On pourrait s’étonner que la «perspective historique de long terme, dessinée par Rimbert, susceptible de rassembler le salariat féminin» passe par sa constitution en «agent de l’intérêt général». On sait en effet, pour peu que l‘on possède au moins une once de connaissance de la pensée marxienne, que la référence à l’intérêt «général» est le lieu commun de tout discours politique en démocratie bourgeoise. Dans l’Idéologie allemande, en effet, Marx s’était chargé de mettre le points sur le i de cette idéologie consensuelle : «Toute classe qui aspire à la domination doit conquérir d’abord le pouvoir politique pour représenter à son tour son intérêt propre comme étant l’intérêt général. » Or, jusqu’à nouvel ordre la classe capitaliste, en France comme ailleurs, n’a pas été chassée du pouvoir. Aujourd’hui comme hier, l’existence, dans la société où elle règne d’intérêts fondamentalement contradictoires, schématiquement ceux des travailleurs d’un côté, ceux des possédants de l’autre, auxquels il faudrait ajouter ceux propres à la petite bourgeoisie, ancienne ou nouvelle, l’intérêt « général » ne peut n’être dès lors qu’une fiction sauf si l’on use de cette notion pour désigner l’intérêt global des capitalistes, pour perpétuer leur domination, à tenir plus ou moins compte de ceux des classes dominées selon les rapports de forces dans une conjoncture déterminée.

Données d'annotation par coordonnées:
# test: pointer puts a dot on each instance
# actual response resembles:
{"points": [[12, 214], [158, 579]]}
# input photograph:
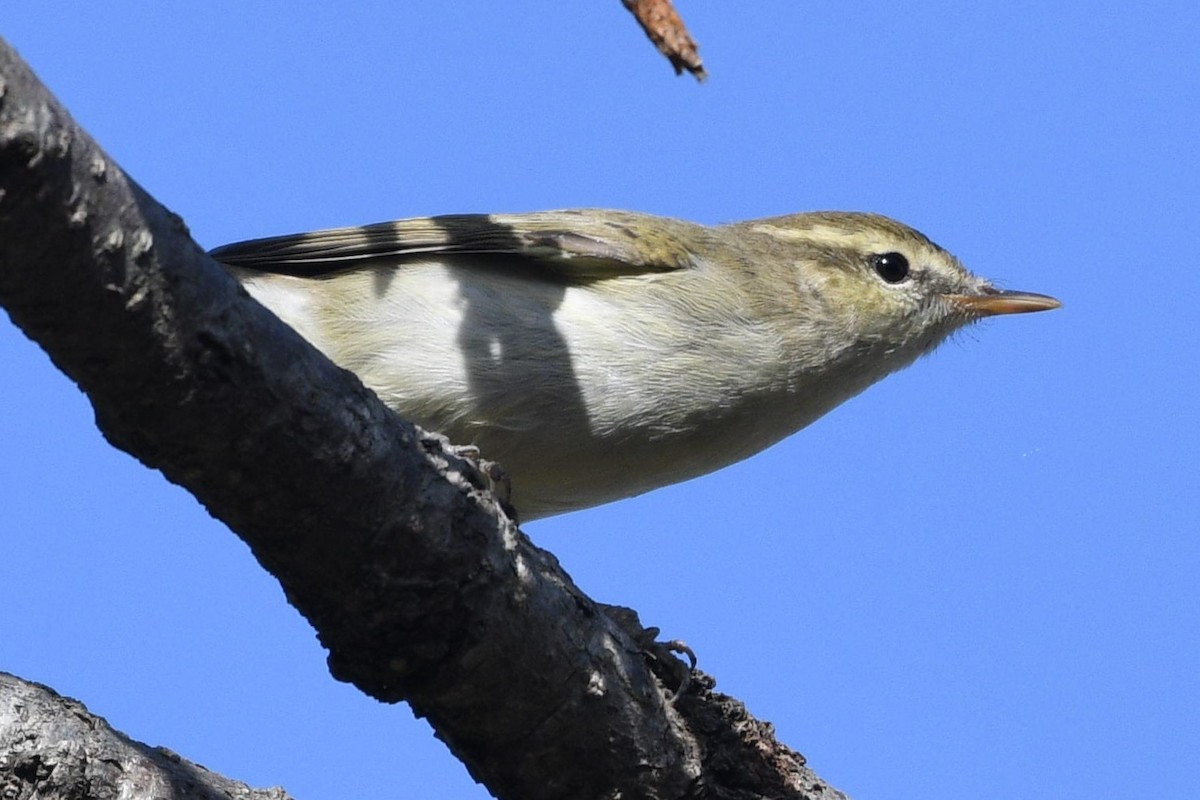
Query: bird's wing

• **À compléter**:
**A.** D'après l'extrait choisi, dans quel ouvrage Marx affirme-t-il que toute classe aspirant à la domination doit d'abord conquérir le pouvoir politique ?
**B.** Filtrez les entrées pour ne garder que les lignes contenant la chaîne « test », puis recopiez chacune d'elles.

• **Corrigé par exercice**:
**A.** Dans l'Idéologie allemande.

**B.**
# test: pointer puts a dot on each instance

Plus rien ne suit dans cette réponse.